» Problem description
Repeat the lines between the one containing "Find the construction" and the one containing "354), (1314, 844)]", inclusive, swapping "construction worker" for "excavator" and leaving everything else unchanged.
■ ■ ■ ■ ■
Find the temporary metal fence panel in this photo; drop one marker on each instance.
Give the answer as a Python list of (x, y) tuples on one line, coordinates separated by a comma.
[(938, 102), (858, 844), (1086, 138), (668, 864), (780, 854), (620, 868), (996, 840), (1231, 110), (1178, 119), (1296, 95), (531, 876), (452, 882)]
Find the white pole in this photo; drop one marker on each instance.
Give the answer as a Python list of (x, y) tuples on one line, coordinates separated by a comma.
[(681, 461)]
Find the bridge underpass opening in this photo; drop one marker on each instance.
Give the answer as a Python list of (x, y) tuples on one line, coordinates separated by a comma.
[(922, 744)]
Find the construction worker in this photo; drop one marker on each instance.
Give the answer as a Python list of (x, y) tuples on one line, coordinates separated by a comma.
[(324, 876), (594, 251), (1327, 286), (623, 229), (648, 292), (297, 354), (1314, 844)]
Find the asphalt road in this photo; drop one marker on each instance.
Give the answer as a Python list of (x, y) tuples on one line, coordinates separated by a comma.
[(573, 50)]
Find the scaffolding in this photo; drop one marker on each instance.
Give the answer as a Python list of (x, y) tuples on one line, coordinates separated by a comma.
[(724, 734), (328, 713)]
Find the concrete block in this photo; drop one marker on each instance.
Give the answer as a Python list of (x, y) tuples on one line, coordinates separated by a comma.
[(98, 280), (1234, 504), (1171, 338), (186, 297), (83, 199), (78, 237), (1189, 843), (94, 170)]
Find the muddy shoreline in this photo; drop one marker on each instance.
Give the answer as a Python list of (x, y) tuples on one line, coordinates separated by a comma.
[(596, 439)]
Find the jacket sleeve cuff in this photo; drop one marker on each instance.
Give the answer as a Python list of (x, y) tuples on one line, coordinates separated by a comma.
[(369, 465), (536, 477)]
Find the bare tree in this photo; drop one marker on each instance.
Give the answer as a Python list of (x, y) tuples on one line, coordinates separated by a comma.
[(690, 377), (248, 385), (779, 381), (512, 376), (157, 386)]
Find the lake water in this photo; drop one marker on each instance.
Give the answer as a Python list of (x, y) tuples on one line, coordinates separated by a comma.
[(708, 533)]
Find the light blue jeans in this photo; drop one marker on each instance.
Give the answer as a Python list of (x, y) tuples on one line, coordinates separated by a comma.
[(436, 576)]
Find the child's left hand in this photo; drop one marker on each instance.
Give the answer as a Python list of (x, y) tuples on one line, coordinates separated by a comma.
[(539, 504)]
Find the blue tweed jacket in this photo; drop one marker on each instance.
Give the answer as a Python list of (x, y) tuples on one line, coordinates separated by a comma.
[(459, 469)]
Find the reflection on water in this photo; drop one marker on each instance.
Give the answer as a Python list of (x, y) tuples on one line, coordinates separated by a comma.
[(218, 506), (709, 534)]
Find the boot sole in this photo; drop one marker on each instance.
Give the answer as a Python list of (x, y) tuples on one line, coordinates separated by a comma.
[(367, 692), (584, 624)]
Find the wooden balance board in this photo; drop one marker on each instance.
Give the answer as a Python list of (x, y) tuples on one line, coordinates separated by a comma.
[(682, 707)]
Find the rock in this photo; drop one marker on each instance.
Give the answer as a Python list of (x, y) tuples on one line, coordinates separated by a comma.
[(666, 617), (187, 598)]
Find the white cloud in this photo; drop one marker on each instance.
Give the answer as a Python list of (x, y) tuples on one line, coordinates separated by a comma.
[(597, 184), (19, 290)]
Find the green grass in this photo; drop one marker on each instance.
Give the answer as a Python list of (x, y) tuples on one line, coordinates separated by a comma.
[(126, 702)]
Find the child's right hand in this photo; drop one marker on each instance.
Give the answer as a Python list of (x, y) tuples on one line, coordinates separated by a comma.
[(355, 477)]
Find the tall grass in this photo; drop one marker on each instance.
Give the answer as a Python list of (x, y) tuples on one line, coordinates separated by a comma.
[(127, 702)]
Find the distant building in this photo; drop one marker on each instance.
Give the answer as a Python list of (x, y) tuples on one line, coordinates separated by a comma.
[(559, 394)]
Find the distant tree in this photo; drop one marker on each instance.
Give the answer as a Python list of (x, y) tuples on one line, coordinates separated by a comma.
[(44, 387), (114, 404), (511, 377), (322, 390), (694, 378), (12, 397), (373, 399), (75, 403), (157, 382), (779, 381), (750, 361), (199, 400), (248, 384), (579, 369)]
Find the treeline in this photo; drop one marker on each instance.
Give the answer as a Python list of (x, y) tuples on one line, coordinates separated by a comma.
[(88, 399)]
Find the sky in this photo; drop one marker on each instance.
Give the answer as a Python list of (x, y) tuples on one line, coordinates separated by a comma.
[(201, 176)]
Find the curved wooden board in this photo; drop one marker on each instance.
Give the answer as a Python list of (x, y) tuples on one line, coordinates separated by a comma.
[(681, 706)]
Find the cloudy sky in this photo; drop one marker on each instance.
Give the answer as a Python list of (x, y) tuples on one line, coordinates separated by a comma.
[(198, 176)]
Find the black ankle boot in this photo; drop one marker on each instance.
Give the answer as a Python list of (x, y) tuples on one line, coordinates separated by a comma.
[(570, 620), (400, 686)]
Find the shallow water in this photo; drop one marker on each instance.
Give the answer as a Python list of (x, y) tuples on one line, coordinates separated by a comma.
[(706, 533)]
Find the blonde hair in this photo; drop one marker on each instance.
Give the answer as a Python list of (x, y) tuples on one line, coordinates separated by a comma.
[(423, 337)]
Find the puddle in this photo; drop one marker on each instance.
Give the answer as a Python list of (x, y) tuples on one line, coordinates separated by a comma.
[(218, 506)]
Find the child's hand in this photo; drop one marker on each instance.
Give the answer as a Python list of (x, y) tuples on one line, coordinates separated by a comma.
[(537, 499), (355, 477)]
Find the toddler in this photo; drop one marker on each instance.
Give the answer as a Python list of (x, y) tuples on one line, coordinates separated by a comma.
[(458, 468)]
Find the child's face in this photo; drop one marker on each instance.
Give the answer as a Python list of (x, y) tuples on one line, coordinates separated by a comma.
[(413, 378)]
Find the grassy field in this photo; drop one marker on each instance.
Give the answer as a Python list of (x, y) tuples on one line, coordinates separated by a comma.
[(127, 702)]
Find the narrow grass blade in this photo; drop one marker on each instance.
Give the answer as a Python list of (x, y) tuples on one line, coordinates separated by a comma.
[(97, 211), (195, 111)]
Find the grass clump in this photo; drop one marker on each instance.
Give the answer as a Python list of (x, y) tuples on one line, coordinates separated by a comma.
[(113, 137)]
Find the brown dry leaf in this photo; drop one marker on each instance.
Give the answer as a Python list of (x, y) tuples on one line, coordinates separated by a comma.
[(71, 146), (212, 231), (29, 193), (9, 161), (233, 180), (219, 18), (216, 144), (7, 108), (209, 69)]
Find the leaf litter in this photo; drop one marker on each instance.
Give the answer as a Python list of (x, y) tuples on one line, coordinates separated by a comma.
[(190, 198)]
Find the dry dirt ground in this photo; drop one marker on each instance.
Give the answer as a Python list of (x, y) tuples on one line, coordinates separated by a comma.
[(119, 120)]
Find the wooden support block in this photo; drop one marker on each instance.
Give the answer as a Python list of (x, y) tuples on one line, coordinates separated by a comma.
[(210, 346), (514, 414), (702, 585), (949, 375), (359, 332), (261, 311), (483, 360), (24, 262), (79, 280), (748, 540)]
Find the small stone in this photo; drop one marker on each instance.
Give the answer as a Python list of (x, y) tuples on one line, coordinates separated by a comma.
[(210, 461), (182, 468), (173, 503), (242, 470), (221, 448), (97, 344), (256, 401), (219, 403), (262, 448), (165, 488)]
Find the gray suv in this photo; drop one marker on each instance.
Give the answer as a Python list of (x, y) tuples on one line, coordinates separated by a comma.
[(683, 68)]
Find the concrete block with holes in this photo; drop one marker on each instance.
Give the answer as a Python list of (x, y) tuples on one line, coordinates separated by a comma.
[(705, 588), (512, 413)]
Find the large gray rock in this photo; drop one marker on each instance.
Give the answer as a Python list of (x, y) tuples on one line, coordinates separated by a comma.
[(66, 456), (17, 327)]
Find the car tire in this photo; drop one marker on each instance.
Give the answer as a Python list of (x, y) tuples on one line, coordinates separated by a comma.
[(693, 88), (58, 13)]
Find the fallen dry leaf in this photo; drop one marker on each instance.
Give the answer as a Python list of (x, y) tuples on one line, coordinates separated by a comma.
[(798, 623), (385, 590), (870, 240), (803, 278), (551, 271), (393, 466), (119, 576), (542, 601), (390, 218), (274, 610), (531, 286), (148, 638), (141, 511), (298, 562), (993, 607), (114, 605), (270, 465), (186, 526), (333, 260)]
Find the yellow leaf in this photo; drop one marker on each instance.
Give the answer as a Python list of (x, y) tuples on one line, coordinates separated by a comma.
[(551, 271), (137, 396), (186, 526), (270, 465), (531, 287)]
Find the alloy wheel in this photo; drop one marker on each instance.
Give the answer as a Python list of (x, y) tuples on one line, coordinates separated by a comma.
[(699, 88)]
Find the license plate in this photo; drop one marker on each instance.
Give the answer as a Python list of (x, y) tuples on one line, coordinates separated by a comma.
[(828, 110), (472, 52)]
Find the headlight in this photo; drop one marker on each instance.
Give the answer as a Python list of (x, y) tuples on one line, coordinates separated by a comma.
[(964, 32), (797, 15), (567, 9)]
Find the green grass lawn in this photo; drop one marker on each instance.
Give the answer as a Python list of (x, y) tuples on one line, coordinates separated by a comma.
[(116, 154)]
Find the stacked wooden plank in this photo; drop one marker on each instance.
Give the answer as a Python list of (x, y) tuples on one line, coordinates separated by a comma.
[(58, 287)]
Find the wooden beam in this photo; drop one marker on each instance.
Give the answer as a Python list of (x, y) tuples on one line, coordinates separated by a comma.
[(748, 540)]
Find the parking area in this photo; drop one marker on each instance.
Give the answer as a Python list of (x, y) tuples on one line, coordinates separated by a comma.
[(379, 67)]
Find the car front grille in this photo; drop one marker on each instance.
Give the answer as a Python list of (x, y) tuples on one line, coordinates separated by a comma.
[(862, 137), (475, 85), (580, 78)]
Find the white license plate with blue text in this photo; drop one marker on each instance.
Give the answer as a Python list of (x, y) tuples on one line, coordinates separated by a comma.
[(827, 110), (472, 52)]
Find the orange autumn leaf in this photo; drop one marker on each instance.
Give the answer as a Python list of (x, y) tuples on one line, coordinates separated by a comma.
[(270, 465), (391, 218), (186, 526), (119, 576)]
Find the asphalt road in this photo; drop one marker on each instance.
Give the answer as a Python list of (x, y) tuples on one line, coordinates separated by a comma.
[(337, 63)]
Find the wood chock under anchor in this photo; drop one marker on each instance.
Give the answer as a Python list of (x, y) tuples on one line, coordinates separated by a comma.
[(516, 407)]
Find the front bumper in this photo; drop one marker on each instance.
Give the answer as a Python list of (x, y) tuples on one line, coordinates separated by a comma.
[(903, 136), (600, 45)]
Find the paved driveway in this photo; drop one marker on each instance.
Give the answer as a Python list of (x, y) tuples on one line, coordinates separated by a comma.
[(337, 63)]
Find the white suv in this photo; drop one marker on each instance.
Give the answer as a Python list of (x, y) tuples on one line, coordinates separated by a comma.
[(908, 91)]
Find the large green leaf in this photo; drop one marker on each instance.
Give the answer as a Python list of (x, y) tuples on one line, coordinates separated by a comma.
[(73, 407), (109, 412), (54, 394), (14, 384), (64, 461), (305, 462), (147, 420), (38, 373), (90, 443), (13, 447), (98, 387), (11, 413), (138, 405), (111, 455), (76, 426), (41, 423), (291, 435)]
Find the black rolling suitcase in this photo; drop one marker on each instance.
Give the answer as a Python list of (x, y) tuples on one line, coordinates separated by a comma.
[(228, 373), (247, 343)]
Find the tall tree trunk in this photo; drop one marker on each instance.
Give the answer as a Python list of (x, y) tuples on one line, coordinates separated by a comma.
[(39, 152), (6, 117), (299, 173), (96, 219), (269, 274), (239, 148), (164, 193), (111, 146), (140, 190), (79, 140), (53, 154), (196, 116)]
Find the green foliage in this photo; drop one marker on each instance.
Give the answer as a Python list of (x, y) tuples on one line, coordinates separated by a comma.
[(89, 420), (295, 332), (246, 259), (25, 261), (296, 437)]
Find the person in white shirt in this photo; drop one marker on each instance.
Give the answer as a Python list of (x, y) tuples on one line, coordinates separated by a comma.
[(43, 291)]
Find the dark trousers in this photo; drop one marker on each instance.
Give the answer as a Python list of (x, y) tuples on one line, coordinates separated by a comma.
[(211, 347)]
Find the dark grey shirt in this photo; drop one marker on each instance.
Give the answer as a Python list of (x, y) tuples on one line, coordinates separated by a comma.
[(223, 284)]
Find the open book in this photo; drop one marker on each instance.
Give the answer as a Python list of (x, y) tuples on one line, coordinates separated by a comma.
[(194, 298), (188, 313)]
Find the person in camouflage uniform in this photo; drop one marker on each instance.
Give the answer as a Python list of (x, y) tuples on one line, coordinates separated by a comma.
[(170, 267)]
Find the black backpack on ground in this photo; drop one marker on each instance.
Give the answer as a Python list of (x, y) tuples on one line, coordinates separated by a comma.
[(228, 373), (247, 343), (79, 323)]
■ ■ ■ ■ ■
» Answer
Find the excavator in this photo; drop one marker on each instance.
Give the answer as a Python list of (x, y) tuples on one line, coordinates separated by a comma.
[(324, 876), (594, 251), (1327, 286), (623, 229), (648, 292), (297, 354), (1314, 844)]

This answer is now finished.